Excerpted data
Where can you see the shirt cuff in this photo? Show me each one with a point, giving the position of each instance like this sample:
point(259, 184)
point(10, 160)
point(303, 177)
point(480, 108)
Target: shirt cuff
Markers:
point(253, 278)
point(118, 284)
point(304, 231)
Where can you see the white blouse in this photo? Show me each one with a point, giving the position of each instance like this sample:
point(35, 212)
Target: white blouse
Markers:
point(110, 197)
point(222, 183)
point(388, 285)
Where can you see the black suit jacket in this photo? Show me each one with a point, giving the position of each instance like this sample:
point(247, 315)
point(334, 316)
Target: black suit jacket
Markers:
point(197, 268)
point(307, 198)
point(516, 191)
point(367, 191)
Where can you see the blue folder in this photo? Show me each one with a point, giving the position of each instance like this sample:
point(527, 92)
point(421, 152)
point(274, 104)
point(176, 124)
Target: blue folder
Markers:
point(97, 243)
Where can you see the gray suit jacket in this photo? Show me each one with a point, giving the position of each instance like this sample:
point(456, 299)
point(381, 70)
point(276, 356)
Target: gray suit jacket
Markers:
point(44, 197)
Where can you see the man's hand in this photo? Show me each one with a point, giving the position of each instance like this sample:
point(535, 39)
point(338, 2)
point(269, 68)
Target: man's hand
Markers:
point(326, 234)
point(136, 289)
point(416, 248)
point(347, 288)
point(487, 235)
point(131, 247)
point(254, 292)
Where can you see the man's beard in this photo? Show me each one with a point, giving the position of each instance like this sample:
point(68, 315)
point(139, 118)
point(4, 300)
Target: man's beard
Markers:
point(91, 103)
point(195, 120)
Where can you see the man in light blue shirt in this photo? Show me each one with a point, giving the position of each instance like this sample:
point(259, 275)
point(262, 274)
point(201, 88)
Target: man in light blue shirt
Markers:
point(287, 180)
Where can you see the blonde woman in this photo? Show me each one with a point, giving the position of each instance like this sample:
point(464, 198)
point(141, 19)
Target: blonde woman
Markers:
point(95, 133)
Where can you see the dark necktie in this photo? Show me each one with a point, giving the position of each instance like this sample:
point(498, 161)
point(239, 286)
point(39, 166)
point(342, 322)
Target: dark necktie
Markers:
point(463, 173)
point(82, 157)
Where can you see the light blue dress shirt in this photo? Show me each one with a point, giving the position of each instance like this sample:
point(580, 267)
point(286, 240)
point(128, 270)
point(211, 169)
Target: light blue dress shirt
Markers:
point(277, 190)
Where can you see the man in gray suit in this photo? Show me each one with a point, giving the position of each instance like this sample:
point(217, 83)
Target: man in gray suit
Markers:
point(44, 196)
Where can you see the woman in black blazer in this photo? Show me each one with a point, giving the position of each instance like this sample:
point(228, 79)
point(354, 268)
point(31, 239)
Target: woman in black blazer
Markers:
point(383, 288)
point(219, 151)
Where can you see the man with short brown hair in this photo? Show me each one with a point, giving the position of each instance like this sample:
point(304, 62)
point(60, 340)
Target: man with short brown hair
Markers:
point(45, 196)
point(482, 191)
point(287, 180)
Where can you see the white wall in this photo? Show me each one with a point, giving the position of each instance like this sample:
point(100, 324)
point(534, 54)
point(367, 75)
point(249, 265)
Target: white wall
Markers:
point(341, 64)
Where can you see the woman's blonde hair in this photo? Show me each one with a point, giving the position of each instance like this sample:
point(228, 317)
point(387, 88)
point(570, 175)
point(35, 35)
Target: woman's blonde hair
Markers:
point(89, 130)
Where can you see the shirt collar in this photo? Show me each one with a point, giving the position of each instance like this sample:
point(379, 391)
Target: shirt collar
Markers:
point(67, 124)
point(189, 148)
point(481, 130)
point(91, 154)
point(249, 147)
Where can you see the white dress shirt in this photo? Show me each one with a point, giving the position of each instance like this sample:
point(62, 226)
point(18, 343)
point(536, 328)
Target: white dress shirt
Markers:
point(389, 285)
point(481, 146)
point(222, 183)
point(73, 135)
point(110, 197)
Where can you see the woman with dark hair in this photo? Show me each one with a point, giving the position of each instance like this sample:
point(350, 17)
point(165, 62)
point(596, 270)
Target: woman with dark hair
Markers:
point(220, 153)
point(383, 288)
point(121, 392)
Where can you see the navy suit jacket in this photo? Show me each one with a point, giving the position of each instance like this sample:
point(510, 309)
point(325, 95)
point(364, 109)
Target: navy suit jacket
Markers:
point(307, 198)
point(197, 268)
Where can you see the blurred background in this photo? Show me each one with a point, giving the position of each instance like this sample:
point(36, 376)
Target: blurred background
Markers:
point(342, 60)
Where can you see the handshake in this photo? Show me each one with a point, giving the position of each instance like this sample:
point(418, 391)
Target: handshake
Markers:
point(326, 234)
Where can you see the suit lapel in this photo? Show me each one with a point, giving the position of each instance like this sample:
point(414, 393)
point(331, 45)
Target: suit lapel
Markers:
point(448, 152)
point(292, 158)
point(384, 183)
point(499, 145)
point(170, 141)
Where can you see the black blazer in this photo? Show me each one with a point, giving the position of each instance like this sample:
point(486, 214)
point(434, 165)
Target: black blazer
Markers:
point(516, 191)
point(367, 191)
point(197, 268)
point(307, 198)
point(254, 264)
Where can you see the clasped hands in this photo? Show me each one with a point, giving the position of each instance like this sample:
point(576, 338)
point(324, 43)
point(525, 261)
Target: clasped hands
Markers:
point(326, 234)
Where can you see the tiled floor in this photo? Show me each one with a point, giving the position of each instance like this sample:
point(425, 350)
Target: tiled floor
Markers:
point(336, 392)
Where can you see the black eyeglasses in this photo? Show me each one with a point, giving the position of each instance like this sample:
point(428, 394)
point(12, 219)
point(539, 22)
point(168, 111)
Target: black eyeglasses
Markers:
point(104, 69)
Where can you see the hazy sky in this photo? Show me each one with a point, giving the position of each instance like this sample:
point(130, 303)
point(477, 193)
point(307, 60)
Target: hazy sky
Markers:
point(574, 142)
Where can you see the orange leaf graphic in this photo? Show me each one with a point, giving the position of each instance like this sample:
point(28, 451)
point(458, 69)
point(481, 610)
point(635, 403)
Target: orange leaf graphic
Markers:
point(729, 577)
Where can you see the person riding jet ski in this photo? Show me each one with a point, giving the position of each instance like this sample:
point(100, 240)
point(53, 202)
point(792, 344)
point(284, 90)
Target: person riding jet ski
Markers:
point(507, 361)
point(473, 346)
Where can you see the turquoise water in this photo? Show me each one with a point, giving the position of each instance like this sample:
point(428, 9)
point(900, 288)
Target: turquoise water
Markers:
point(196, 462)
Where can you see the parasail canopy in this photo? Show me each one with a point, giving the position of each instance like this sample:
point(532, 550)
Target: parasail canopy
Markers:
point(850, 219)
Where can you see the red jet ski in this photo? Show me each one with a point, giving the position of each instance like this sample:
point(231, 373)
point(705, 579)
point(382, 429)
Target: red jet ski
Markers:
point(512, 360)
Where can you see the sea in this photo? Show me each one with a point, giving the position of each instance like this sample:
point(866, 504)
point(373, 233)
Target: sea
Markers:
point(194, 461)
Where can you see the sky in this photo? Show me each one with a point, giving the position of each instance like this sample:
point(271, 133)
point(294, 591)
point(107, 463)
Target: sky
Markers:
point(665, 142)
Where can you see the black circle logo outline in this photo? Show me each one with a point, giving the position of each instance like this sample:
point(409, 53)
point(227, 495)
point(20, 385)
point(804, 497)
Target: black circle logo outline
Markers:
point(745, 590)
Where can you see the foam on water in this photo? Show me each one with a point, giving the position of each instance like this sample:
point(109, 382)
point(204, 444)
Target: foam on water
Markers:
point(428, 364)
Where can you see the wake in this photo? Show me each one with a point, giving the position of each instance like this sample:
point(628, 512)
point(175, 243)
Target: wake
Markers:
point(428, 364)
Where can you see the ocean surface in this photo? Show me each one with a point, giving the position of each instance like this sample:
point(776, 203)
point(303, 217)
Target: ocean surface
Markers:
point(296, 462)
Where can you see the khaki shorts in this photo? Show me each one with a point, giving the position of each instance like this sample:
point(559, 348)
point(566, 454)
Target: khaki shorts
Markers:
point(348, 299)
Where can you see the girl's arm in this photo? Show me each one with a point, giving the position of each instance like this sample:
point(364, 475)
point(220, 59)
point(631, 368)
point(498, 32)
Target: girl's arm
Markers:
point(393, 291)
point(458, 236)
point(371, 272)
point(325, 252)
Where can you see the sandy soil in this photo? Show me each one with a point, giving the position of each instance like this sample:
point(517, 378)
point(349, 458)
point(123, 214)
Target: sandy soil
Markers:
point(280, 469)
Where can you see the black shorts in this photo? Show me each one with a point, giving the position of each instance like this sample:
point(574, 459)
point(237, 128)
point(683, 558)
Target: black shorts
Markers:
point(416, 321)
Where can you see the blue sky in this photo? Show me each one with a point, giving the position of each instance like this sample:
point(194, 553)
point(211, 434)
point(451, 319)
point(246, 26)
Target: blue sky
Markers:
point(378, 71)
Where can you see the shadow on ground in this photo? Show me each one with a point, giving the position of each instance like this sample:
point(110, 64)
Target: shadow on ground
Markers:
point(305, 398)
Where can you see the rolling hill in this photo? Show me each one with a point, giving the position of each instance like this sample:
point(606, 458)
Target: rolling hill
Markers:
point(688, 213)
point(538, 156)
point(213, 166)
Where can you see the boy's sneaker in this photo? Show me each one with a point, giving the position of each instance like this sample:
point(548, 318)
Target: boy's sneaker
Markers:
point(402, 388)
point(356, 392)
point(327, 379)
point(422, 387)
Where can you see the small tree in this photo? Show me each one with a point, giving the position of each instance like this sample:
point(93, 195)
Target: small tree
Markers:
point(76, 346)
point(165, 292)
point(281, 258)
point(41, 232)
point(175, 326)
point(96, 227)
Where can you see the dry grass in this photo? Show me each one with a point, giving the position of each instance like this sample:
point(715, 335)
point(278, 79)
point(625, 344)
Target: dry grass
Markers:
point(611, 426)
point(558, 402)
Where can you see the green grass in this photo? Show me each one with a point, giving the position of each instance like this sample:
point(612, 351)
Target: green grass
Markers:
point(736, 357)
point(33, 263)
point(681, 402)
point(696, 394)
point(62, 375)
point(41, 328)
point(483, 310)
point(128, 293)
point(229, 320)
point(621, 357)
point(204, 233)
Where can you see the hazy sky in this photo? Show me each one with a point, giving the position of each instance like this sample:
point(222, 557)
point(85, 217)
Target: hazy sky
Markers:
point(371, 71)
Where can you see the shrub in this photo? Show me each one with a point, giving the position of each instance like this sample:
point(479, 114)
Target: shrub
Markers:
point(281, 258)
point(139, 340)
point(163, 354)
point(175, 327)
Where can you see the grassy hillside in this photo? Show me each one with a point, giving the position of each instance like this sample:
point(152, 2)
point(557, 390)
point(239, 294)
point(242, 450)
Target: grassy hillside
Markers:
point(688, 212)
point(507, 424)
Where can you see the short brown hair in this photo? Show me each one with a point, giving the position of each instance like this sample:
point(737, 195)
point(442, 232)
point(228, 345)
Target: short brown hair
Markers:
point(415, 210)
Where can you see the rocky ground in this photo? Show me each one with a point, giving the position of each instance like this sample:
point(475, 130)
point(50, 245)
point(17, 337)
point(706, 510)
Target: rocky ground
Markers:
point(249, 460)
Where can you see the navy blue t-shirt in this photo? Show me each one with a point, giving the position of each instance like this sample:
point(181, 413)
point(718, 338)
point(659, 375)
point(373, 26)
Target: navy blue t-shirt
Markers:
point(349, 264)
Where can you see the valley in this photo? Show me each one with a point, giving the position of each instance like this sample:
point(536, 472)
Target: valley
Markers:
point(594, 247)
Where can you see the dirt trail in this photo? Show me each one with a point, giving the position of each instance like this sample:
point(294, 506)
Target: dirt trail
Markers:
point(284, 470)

Given request
Quote the records above exactly, everything from the line containing "Where can you see the girl's" down to the line containing "point(371, 272)", with both of those lines included.

Task response
Where can you see the girl's arm in this photo? Show me each one with a point, giving the position of each instance like this sample:
point(364, 475)
point(220, 59)
point(631, 368)
point(498, 32)
Target: girl's arm
Markers:
point(393, 291)
point(458, 236)
point(371, 272)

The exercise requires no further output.